:: Testo di partenza ::
○ ○ ○
Vitale, da giovane, andava a pesca con uno zio di Rocco, nei periodi di riposo. La Natura sa essere poeticissima. A un certo punto delle esequie, in Chiesa è entrata una rondine, che s’è messa a piroettare, ha descritto traiettorie imprevedute, disegnato arabeschi. Il volatile s’è posato su un bassorilievo ed ha assistito alla cerimonia funebre. Salutando così il caro contadino Vitale, che tante volte all’alba nei suoi campi aveva incontrato nei giorni di fatica rondini libertarie e selvatiche. Rocco sa scorgere con occhi da poeta la realtà effettuale e la restituisce a noi, depurata del superfluo. Con onestà, ci fa vedere con i suoi scritti una umanità bella e contegnosa, degna d’attenzione. Rocco con tenerezza ci conduce attraverso questi Frammenti di vita salentina.

 

Vorrei dire che mi colpisce, preminentemente, l’anelito francescano dell’Autore, una manifesta esortazione a vivere un’esistenza di piccoli passi quotidiani. E la cifra poetica più sentita risiede proprio nella tendenza di voler tratteggiare con sguardo giustamente benevolo quest’umanità silenziosa e umile, che fa la Storia e la predefinisce, nonostante tutto.
○ ○ ○
:: Estratti dei record ::

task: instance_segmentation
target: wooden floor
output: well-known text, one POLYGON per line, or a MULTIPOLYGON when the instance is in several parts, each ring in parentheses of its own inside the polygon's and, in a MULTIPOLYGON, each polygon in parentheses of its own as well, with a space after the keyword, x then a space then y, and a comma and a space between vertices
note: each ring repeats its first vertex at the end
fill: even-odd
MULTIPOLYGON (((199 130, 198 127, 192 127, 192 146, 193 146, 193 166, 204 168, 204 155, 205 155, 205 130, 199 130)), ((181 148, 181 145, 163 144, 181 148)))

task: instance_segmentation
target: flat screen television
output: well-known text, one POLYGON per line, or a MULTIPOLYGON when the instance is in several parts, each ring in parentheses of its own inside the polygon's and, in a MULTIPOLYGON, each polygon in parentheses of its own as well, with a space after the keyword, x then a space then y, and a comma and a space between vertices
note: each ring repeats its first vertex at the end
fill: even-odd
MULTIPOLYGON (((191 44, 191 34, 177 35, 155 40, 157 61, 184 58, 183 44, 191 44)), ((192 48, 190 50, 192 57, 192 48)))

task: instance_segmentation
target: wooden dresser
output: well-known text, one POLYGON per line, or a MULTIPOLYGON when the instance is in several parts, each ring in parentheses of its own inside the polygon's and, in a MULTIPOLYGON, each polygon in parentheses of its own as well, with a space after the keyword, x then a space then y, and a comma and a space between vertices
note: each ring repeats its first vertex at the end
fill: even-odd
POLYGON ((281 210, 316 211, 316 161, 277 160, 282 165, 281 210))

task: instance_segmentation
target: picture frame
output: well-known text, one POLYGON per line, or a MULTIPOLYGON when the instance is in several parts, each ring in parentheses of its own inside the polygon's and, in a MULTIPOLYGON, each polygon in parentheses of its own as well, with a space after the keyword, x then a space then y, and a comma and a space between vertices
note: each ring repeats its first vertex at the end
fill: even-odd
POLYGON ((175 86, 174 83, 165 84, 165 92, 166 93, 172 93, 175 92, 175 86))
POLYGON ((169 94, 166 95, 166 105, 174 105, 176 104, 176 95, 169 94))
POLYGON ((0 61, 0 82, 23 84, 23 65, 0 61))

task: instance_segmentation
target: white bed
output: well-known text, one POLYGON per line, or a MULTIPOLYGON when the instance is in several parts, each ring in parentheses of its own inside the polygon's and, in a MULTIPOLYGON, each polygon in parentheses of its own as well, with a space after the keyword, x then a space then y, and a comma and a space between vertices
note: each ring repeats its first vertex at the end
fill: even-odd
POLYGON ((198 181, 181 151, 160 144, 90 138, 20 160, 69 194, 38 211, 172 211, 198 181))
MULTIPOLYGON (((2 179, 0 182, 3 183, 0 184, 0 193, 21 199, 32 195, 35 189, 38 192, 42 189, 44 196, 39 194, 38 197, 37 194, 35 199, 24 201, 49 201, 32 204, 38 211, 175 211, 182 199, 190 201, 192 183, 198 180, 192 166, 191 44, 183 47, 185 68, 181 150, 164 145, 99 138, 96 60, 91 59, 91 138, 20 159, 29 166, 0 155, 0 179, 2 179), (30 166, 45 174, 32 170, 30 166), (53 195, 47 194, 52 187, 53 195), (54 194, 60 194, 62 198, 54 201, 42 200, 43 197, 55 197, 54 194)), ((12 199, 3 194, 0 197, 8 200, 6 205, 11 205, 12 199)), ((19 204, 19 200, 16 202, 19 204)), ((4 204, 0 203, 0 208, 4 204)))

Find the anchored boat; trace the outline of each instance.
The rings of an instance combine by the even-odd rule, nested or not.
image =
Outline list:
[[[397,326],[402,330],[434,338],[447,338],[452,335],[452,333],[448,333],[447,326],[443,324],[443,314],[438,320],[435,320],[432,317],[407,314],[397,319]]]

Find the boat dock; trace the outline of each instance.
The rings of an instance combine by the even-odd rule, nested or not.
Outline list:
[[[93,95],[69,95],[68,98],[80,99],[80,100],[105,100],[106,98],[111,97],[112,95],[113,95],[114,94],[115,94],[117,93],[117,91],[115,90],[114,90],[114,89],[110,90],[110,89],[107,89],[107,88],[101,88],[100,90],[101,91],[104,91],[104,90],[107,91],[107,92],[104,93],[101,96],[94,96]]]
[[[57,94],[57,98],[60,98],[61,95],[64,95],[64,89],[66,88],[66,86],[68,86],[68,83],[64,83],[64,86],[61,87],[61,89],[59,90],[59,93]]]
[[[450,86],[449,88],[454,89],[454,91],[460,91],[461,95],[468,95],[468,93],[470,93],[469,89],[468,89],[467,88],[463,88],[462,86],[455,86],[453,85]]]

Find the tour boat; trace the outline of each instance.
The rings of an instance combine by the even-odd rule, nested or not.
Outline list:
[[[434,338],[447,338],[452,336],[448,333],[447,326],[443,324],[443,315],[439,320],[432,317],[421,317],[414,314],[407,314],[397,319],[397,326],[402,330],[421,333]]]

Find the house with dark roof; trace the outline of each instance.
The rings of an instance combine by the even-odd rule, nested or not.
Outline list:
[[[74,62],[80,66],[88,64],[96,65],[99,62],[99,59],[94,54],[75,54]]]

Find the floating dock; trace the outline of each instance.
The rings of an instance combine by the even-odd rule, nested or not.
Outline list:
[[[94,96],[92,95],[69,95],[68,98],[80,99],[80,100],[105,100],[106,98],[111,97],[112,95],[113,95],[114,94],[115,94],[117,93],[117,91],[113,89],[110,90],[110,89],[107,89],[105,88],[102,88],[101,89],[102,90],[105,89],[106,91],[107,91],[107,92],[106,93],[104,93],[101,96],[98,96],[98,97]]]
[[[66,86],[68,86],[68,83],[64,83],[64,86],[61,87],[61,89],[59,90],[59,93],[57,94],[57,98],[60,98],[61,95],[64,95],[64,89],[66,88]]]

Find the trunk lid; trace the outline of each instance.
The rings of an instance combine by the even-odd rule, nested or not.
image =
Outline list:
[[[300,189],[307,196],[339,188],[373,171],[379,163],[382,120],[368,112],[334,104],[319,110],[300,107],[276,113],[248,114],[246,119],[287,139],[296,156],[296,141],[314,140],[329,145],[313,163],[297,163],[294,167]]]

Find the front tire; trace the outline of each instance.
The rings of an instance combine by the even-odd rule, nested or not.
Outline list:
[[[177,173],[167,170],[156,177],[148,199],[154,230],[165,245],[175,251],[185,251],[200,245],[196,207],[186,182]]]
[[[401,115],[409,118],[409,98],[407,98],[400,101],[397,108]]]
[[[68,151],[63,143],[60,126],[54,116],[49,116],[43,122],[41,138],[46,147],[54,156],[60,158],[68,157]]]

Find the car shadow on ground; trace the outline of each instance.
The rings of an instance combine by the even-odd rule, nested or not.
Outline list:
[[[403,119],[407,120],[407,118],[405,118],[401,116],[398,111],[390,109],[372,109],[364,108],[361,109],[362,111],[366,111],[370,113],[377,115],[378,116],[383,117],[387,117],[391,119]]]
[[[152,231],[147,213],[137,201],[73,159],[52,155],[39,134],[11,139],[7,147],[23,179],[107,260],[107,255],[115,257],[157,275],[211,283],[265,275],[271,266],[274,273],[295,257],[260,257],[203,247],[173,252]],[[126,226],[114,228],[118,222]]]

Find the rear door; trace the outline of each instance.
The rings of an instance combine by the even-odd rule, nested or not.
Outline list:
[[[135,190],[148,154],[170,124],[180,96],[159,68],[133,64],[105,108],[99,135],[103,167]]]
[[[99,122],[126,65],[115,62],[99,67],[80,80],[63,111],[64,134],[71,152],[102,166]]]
○ ○ ○
:: Richiesta data 1 ::
Ricopia per intero e senza cambiare nulla il testo sui Frammenti di vita salentina.
:: Richiesta data 2 ::
Riporta tali e quali le righe dei record, dall'inizio fino alla riga con "POLYGON ((281 210, 316", compresa quest'ultima.

:: Risposta 1 ::
Vitale, da giovane, andava a pesca con uno zio di Rocco, nei periodi di riposo. La Natura sa essere poeticissima. A un certo punto delle esequie, in Chiesa è entrata una rondine, che s’è messa a piroettare, ha descritto traiettorie imprevedute, disegnato arabeschi. Il volatile s’è posato su un bassorilievo ed ha assistito alla cerimonia funebre. Salutando così il caro contadino Vitale, che tante volte all’alba nei suoi campi aveva incontrato nei giorni di fatica rondini libertarie e selvatiche. Rocco sa scorgere con occhi da poeta la realtà effettuale e la restituisce a noi, depurata del superfluo. Con onestà, ci fa vedere con i suoi scritti una umanità bella e contegnosa, degna d’attenzione. Rocco con tenerezza ci conduce attraverso questi Frammenti di vita salentina.

 

Vorrei dire che mi colpisce, preminentemente, l’anelito francescano dell’Autore, una manifesta esortazione a vivere un’esistenza di piccoli passi quotidiani. E la cifra poetica più sentita risiede proprio nella tendenza di voler tratteggiare con sguardo giustamente benevolo quest’umanità silenziosa e umile, che fa la Storia e la predefinisce, nonostante tutto.

:: Risposta 2 ::
task: instance_segmentation
target: wooden floor
output: well-known text, one POLYGON per line, or a MULTIPOLYGON when the instance is in several parts, each ring in parentheses of its own inside the polygon's and, in a MULTIPOLYGON, each polygon in parentheses of its own as well, with a space after the keyword, x then a space then y, and a comma and a space between vertices
note: each ring repeats its first vertex at the end
fill: even-odd
MULTIPOLYGON (((199 130, 198 127, 192 127, 192 146, 193 146, 193 166, 204 168, 204 155, 205 155, 205 130, 199 130)), ((181 148, 181 145, 163 144, 181 148)))

task: instance_segmentation
target: flat screen television
output: well-known text, one POLYGON per line, or a MULTIPOLYGON when the instance is in several parts, each ring in parentheses of its own inside the polygon's and, in a MULTIPOLYGON, each polygon in parentheses of its own as well, with a space after the keyword, x then a space then y, and a comma and a space between vertices
note: each ring repeats its first vertex at the end
fill: even-odd
MULTIPOLYGON (((191 44, 191 34, 177 35, 155 40, 157 61, 184 58, 183 44, 191 44)), ((192 48, 190 50, 192 57, 192 48)))

task: instance_segmentation
target: wooden dresser
output: well-known text, one POLYGON per line, or a MULTIPOLYGON when the instance is in several parts, each ring in parentheses of its own inside the polygon's and, in a MULTIPOLYGON, each polygon in parentheses of its own as well, with a space after the keyword, x then a space then y, and a comma and a space between vertices
note: each ring repeats its first vertex at the end
fill: even-odd
POLYGON ((281 210, 316 211, 316 161, 277 160, 282 165, 281 210))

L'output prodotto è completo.